(Stored dataset items)
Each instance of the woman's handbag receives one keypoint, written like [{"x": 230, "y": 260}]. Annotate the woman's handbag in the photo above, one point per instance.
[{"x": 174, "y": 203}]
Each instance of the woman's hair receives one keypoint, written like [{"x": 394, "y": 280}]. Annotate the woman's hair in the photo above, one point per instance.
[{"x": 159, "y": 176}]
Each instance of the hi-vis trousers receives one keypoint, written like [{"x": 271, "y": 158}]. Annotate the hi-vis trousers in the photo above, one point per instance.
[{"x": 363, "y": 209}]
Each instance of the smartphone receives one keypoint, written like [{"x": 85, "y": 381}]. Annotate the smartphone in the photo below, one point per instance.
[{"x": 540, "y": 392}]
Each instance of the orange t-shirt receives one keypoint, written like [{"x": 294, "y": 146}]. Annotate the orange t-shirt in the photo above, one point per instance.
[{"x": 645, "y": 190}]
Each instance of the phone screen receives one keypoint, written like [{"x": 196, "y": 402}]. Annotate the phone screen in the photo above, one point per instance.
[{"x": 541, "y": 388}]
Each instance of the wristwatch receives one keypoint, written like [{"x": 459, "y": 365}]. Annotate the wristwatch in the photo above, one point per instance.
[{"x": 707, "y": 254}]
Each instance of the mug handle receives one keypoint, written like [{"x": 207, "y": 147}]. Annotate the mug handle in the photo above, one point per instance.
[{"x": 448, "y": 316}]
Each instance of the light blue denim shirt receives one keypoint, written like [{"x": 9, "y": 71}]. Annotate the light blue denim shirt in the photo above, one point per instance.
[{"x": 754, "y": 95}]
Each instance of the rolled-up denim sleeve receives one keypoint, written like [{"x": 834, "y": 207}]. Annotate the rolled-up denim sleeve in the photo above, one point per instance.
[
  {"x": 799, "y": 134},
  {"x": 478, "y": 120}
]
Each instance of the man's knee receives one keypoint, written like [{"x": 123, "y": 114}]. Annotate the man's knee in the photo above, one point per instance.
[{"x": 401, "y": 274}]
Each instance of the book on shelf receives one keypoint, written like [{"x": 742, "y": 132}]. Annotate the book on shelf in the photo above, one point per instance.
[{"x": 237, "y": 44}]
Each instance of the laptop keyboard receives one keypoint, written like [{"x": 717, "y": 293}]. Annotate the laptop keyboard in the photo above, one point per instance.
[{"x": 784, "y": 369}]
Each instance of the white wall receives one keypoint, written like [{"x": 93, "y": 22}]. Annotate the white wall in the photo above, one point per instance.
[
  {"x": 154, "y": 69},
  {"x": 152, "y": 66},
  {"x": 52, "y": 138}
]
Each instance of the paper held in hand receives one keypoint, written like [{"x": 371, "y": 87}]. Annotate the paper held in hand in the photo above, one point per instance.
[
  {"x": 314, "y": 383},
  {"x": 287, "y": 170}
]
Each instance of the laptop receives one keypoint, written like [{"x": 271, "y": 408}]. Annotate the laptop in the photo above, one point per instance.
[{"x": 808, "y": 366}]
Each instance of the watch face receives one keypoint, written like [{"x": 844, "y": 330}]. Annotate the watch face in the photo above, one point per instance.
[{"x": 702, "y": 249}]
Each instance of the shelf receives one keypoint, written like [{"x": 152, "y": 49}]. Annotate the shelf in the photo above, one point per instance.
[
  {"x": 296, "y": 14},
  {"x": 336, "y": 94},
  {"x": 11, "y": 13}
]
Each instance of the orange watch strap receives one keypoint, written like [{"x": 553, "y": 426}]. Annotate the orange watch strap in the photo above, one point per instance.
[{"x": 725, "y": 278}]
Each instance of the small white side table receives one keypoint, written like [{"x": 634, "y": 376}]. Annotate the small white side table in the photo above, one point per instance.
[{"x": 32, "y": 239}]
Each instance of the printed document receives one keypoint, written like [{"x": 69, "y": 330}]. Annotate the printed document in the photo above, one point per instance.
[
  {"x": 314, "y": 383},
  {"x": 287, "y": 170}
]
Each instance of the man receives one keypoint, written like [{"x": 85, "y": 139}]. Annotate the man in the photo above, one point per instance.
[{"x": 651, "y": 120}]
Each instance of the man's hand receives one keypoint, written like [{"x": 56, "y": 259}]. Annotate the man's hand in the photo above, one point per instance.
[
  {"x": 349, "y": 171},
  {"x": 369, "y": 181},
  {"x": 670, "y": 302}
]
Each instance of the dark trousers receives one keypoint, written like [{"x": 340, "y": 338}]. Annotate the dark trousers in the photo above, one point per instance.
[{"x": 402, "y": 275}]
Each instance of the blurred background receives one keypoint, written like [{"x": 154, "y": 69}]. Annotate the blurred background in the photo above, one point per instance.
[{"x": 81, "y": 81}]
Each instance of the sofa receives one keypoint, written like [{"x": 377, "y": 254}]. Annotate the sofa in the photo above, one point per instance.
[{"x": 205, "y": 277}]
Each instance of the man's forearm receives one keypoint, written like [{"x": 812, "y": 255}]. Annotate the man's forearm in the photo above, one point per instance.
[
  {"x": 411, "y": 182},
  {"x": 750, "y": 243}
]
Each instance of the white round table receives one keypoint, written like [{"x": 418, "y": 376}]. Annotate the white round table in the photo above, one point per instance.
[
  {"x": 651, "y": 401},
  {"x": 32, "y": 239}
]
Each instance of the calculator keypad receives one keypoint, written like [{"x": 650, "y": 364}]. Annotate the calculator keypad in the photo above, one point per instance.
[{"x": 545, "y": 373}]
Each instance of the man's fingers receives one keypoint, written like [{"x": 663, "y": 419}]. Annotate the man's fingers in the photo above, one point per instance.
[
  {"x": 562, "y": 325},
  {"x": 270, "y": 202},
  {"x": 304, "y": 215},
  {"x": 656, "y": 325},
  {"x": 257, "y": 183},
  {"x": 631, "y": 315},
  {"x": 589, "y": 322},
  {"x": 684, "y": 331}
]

# Instruction
Copy out the lines starting at the one containing "Each instance of the dark" and ending with the last line of the entries. Include nothing else.

# Expected output
Each instance of the dark trousers receives one keypoint, written like [{"x": 340, "y": 338}]. Annotate the dark trousers in the photo above, one point per instance.
[{"x": 402, "y": 275}]
Each instance of the blurred background receives one keypoint, written like [{"x": 154, "y": 69}]. Annotate the blurred background in the photo above, one point per instance.
[{"x": 81, "y": 81}]
Each instance of the sofa receives one keypoint, written like [{"x": 377, "y": 254}]. Annotate the sofa in the photo above, one point per instance.
[{"x": 205, "y": 277}]
Each instance of the man's forearm receives one keypoint, written like [{"x": 812, "y": 255}]. Annotate the man's forearm in the photo above, one point per instance.
[
  {"x": 411, "y": 182},
  {"x": 750, "y": 243}
]
Each instance of the white round table receives one keypoint, written like [{"x": 418, "y": 376}]. Annotate the white round table in the photo above, one point per instance.
[
  {"x": 651, "y": 401},
  {"x": 32, "y": 239}
]
Each instance of the calculator keypad receives one keypoint, written like [{"x": 650, "y": 364}]. Annotate the calculator keypad in the photo above, one point per instance.
[{"x": 545, "y": 373}]
Each instance of the man's fingers receives one keypoint, written like [{"x": 663, "y": 419}]. Annotate the man's fingers in the photo above, one point per instance.
[
  {"x": 562, "y": 325},
  {"x": 270, "y": 202},
  {"x": 304, "y": 215},
  {"x": 656, "y": 325},
  {"x": 257, "y": 183},
  {"x": 631, "y": 315},
  {"x": 589, "y": 322},
  {"x": 684, "y": 331}
]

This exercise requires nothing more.